**WORK TO BE COMPLETED:**
Can you put every item below into a numbered list, leaving out any blank lines?
— BEGIN ENTRIES PROVIDED —
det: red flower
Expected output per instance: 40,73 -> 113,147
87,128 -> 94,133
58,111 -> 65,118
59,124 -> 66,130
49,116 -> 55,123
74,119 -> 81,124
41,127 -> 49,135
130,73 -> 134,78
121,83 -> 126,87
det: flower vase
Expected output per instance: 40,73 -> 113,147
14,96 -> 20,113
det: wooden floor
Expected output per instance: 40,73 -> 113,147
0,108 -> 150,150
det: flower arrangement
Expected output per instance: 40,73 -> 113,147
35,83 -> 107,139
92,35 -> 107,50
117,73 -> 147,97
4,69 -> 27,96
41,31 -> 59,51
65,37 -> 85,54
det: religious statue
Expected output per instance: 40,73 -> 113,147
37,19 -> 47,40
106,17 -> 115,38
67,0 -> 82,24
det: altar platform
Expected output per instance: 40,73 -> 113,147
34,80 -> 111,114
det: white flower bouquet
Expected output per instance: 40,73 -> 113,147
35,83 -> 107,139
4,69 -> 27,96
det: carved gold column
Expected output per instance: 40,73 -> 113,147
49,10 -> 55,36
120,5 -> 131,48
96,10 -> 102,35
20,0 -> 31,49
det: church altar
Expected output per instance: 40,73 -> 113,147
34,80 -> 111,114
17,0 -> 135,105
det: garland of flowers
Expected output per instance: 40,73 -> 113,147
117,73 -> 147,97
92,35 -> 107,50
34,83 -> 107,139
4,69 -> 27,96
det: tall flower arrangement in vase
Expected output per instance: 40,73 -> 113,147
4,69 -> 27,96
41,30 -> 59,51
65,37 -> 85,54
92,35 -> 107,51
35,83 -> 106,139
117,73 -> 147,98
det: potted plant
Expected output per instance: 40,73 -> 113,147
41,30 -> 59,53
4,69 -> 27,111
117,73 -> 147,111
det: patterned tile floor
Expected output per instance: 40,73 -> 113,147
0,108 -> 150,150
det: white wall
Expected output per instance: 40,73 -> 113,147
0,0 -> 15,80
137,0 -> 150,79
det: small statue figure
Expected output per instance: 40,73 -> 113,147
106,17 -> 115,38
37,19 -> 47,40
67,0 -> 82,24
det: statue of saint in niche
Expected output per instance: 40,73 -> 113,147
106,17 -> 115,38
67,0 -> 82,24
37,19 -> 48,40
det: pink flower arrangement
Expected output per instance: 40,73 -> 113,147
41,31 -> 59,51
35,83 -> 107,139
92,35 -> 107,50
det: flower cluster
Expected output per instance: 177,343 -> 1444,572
— END ENTRIES PROVIDED —
**EXERCISE RESPONSE:**
1. det: red flower
2. Expected output per instance: 40,73 -> 113,147
3. 87,128 -> 94,133
4. 58,111 -> 65,118
5. 59,124 -> 66,130
6. 49,116 -> 55,123
7. 74,119 -> 81,124
8. 41,127 -> 49,135
9. 130,73 -> 134,78
10. 121,83 -> 126,87
11. det: flower vase
12. Expected output per instance: 40,73 -> 113,147
13. 14,96 -> 20,113
14. det: wooden floor
15. Expected output per instance: 40,73 -> 113,147
16. 0,108 -> 150,150
17. det: flower arrangement
18. Expected output per instance: 40,73 -> 113,147
19. 35,83 -> 107,139
20. 92,35 -> 107,50
21. 117,73 -> 147,97
22. 4,69 -> 27,96
23. 41,31 -> 59,51
24. 65,37 -> 85,54
25. det: religious statue
26. Expected output per instance: 40,73 -> 113,147
27. 37,19 -> 47,40
28. 106,17 -> 115,38
29. 67,0 -> 82,24
30. det: altar platform
31. Expected output per instance: 40,73 -> 113,147
32. 34,80 -> 111,114
33. det: white flower bouquet
34. Expected output per instance: 40,73 -> 113,147
35. 35,83 -> 107,139
36. 4,69 -> 27,96
37. det: carved gold column
38. Expected output per instance: 40,73 -> 113,147
39. 49,10 -> 55,36
40. 120,5 -> 131,48
41. 96,10 -> 102,35
42. 20,0 -> 31,49
43. det: church altar
44. Expected output per instance: 40,73 -> 113,147
45. 34,80 -> 111,114
46. 17,0 -> 135,105
47. det: garland of flowers
48. Expected output per instance: 40,73 -> 113,147
49. 117,73 -> 147,97
50. 92,35 -> 107,50
51. 34,83 -> 107,139
52. 4,69 -> 27,96
53. det: tall flower arrangement in vase
54. Expected output per instance: 40,73 -> 113,147
55. 4,69 -> 27,96
56. 41,30 -> 59,51
57. 65,37 -> 85,54
58. 92,35 -> 107,51
59. 35,83 -> 106,139
60. 117,73 -> 147,98
61. det: potted plant
62. Expected output per instance: 40,73 -> 113,147
63. 41,30 -> 59,53
64. 4,69 -> 27,111
65. 117,73 -> 147,111
66. det: patterned tile floor
67. Expected output per instance: 40,73 -> 113,147
68. 0,108 -> 150,150
69. det: white wall
70. Expected output per instance: 40,73 -> 113,147
71. 0,0 -> 15,80
72. 137,0 -> 150,79
73. det: small statue figure
74. Expected output per instance: 40,73 -> 113,147
75. 106,17 -> 115,38
76. 37,19 -> 47,40
77. 67,0 -> 82,24
78. det: statue of saint in niche
79. Expected output per instance: 40,73 -> 113,147
80. 106,17 -> 115,38
81. 67,0 -> 82,24
82. 37,19 -> 48,40
83. det: pink flower arrangement
84. Expected output per instance: 40,73 -> 113,147
85. 41,31 -> 59,51
86. 35,83 -> 107,139
87. 92,35 -> 107,50
88. det: flower cluster
89. Expected output per instance: 177,343 -> 1444,572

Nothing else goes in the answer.